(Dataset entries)
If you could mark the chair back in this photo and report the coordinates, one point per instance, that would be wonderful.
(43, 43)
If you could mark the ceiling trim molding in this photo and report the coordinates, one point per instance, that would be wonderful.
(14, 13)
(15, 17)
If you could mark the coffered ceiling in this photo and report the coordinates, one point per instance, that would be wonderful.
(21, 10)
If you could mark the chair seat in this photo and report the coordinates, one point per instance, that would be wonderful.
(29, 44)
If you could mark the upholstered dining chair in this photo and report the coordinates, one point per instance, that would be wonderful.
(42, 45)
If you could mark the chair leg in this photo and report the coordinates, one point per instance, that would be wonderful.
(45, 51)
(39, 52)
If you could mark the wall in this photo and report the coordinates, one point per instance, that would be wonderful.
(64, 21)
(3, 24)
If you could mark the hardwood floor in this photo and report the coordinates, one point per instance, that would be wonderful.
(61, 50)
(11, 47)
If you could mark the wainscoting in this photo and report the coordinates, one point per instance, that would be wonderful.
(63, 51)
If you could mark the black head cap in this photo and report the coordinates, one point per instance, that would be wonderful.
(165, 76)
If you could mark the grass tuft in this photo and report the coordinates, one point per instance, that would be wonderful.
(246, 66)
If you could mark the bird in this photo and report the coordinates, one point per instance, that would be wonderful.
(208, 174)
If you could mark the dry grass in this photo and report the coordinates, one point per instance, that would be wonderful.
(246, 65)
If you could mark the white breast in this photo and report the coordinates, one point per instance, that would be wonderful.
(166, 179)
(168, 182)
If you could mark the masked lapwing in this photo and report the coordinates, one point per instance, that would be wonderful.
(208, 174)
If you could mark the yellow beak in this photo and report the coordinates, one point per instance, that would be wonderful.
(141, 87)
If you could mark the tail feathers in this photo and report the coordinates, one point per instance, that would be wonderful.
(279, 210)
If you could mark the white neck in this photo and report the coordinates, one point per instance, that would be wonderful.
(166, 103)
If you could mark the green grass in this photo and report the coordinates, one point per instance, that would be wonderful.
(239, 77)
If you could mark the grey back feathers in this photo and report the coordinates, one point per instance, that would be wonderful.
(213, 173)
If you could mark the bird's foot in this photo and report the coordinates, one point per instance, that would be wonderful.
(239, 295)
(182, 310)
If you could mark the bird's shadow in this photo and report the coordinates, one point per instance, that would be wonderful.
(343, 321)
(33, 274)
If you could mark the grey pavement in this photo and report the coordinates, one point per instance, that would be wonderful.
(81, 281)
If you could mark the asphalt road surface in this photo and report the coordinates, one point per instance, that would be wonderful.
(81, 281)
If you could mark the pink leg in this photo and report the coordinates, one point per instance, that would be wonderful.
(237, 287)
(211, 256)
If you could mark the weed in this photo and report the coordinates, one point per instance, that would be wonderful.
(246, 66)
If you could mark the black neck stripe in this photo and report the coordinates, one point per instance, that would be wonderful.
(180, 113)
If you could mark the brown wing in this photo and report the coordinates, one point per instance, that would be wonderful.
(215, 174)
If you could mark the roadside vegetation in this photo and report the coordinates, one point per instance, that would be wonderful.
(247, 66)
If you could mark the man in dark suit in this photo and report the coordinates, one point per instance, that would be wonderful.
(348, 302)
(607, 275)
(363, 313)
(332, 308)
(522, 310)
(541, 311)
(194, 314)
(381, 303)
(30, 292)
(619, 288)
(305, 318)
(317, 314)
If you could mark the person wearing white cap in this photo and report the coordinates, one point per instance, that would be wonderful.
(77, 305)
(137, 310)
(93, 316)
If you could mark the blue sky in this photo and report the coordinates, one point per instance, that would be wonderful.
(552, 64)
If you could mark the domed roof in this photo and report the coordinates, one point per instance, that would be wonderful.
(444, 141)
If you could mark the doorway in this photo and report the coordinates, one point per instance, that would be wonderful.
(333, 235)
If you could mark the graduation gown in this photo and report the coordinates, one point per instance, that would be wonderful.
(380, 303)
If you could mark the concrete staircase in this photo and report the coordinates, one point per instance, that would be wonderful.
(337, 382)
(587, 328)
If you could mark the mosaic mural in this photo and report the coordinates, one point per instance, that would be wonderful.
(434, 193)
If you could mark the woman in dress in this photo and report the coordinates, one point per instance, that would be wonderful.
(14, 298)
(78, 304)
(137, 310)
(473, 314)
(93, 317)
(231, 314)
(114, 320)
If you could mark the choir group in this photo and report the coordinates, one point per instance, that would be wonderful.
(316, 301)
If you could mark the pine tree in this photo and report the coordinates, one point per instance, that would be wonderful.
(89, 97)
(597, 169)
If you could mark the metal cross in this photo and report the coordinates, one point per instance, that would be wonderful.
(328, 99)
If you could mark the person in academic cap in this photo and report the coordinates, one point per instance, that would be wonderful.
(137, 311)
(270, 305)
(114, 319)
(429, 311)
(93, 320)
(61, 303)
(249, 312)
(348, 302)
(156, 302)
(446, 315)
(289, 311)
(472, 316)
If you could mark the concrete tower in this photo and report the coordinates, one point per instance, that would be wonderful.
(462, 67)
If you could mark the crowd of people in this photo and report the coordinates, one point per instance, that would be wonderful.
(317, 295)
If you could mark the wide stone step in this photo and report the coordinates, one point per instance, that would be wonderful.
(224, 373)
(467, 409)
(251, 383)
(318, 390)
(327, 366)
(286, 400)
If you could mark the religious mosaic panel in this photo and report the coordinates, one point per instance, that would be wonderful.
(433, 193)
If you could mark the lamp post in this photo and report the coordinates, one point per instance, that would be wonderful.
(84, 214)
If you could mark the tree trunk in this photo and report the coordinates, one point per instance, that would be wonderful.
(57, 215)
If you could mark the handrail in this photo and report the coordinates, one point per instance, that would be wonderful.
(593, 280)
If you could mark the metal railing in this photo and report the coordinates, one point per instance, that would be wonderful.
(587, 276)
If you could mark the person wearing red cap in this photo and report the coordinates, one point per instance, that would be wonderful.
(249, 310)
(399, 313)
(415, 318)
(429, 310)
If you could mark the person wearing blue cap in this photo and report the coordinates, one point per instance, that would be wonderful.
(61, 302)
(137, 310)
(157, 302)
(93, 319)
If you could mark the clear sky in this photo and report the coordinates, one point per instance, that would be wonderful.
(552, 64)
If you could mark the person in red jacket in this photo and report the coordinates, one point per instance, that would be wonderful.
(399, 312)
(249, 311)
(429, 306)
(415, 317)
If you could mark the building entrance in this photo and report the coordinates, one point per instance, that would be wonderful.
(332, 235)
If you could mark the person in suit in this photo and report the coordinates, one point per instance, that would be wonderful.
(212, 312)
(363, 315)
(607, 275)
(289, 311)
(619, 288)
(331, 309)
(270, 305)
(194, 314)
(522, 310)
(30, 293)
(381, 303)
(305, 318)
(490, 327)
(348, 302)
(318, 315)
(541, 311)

**Do this**
Write out every record shown above, word for word.

**Final answer**
If you could mark the chair back in this photo and report the coordinates, one point per instance, that would be wonderful.
(43, 43)
If you could mark the ceiling trim molding in this photo and report the coordinates, one point per instance, that would be wonderful.
(14, 13)
(15, 17)
If you could mark the coffered ceiling in this photo and report the coordinates, one point per instance, that would be wonderful.
(21, 10)
If you could mark the chair seat in this photo and report the coordinates, one point per instance, that would be wonderful.
(29, 44)
If you could mark the upholstered dining chair in this photo and report the coordinates, one point per instance, that would be wonderful.
(42, 45)
If you could mark the chair leg in this photo and report the coordinates, one point per instance, that would be wonderful.
(45, 51)
(39, 52)
If you could mark the wall in this photo and report the coordinates, one point per instance, that would be wonderful.
(64, 21)
(3, 24)
If you could mark the hardwood floor in this photo and report the coordinates, one point per instance, that would be wonderful.
(61, 50)
(11, 47)
If you could mark the wainscoting in this photo and report the coordinates, one point per instance, that would be wonderful.
(63, 51)
If you could mark the black head cap in this photo and report the coordinates, one point per instance, that would be wonderful.
(165, 76)
If you could mark the grass tuft in this photo and report the coordinates, one point per instance, that would be wonderful.
(246, 66)
If you could mark the bird in this photo and report the coordinates, one point per instance, that would be wonderful.
(208, 174)
If you could mark the dry grass in this photo and report the coordinates, one point per instance, that would be wonderful.
(246, 65)
If you could mark the white breast in this photo and report the coordinates, one point per instance, that would be wonderful.
(166, 179)
(168, 182)
If you could mark the masked lapwing in this photo and report the coordinates, one point per instance, that would be wonderful.
(208, 174)
If you could mark the yellow beak in this photo and report the coordinates, one point per instance, that would be wonderful.
(141, 87)
If you could mark the tail feathers in this photo and report the coordinates, one point per instance, that would be wonderful.
(279, 210)
If you could mark the white neck in this photo and report the coordinates, one point per instance, that would be wonderful.
(166, 103)
If you could mark the green grass in this photo and report the coordinates, one point per instance, that would be wonderful.
(239, 77)
If you could mark the grey back feathers in this photo and report the coordinates, one point per instance, that would be wonderful.
(213, 173)
If you could mark the bird's foot in this photo and report the coordinates, one point per instance, that would be wonderful.
(239, 295)
(182, 310)
If you could mark the bird's shadow in this photo and report the coordinates, one point per instance, that would be wonderful.
(343, 321)
(33, 274)
If you could mark the grey pavement in this photo and report the coordinates, one point per instance, that would be wonderful.
(81, 281)
If you could mark the asphalt road surface in this photo and report the coordinates, one point per instance, that would be wonderful.
(81, 281)
If you could mark the pink leg in this photo and report the coordinates, one point per instance, that would be wonderful.
(237, 287)
(211, 256)
If you could mark the weed in this photo and report the coordinates, one point per instance, that would be wonderful.
(246, 66)
If you could mark the black neck stripe in this photo and report the coordinates, one point per instance, that would be wonderful.
(180, 113)
If you could mark the brown wing in this photo and report the coordinates, one point per instance, that would be wonderful.
(215, 174)
If you could mark the roadside vegetation in this photo and report the coordinates, one point per instance, that would be wonderful.
(247, 66)
If you could mark the man in dark suit in this photo and report the coordinates, one point per instance, that would be wonderful.
(348, 302)
(607, 275)
(363, 313)
(332, 308)
(522, 310)
(541, 311)
(194, 314)
(381, 303)
(30, 292)
(619, 288)
(305, 318)
(317, 314)
If you could mark the person wearing white cap in this photo and report the coordinates, one point per instance, that would be wonderful.
(77, 305)
(137, 310)
(93, 316)
If you could mark the blue sky in this photo and report the coordinates, one point per instance, that would be wonderful.
(552, 64)
If you could mark the domed roof in this photo and report the coordinates, one point per instance, that would be wonderful.
(444, 141)
If you could mark the doorway in this photo and report the coordinates, one point per instance, that would be wonderful.
(333, 235)
If you could mark the graduation gown in this photo and report the coordinates, one point per instance, that would be wonderful.
(380, 303)
If you could mark the concrete staircase in this photo and report the coordinates, one point per instance, that would be wonderful.
(337, 382)
(587, 328)
If you could mark the mosaic mural in this photo and report the coordinates, one point per instance, that would be wonderful.
(434, 193)
If you could mark the woman in dress in this photo and report the coordinates, one point per instance, that would be wonderful.
(14, 298)
(78, 304)
(137, 310)
(473, 314)
(93, 317)
(231, 314)
(114, 320)
If you could mark the choir group in this photo and report the coordinates, one point per instance, that would be wonderful.
(316, 301)
If you could mark the pine tree in this photo and report the coordinates, one point per instance, that would be wonderful.
(89, 97)
(597, 169)
If you could mark the metal cross in this photo and report the coordinates, one point per instance, that would be wonderful.
(328, 99)
If you could mark the person in academic cap in this photo and report the coordinates, one point per instance, that would be wonderful.
(137, 311)
(270, 305)
(114, 319)
(429, 311)
(93, 320)
(61, 303)
(249, 312)
(348, 302)
(156, 302)
(446, 315)
(289, 311)
(472, 316)
If you could mark the concrete tower in this photo and report the coordinates, one point per instance, that would be wonderful.
(462, 67)
If you could mark the crowd of people in this photo and report the coordinates, one point per instance, that would be wonderful.
(317, 295)
If you could mark the wide stone step in this photo and report the coordinates, one point per instance, that would be wonderful.
(224, 373)
(467, 409)
(251, 383)
(318, 390)
(327, 366)
(286, 400)
If you could mark the religious mosaic panel in this photo and report the coordinates, one point per instance, that would be wonderful.
(433, 193)
If you could mark the lamp post in this photo and report the coordinates, one point per instance, that would be wonderful.
(84, 214)
If you could mark the tree trunk in this photo and report the coordinates, one point per instance, that would be wonderful.
(57, 215)
If you could mark the handrail in this photo and report the coordinates, one point per instance, that would be wonderful.
(593, 280)
If you could mark the metal railing in this photo and report the coordinates, one point per instance, that would be wonderful.
(587, 276)
If you could mark the person wearing red cap in this photo and report the coordinates, one point per instance, that would be wonderful.
(249, 310)
(399, 313)
(415, 318)
(429, 310)
If you could mark the person wearing blue cap in this photo and report the coordinates, one point per instance, that would be wonderful.
(61, 302)
(137, 310)
(157, 302)
(93, 319)
If you could mark the clear sky in this photo and report the coordinates, one point per instance, that would be wonderful.
(552, 64)
If you could mark the person in red jacket in this photo and report the coordinates, one point per instance, that would be wonderful.
(399, 312)
(249, 311)
(429, 306)
(415, 317)
If you could mark the building entrance in this photo and report the coordinates, one point per instance, that would be wonderful.
(332, 235)
If you could mark the person in suit in this photo and report the coordinates, one point per instance, that would be wonderful.
(212, 312)
(363, 315)
(607, 275)
(289, 311)
(619, 288)
(331, 309)
(270, 305)
(194, 314)
(522, 310)
(30, 293)
(381, 303)
(305, 318)
(490, 327)
(348, 302)
(318, 315)
(541, 311)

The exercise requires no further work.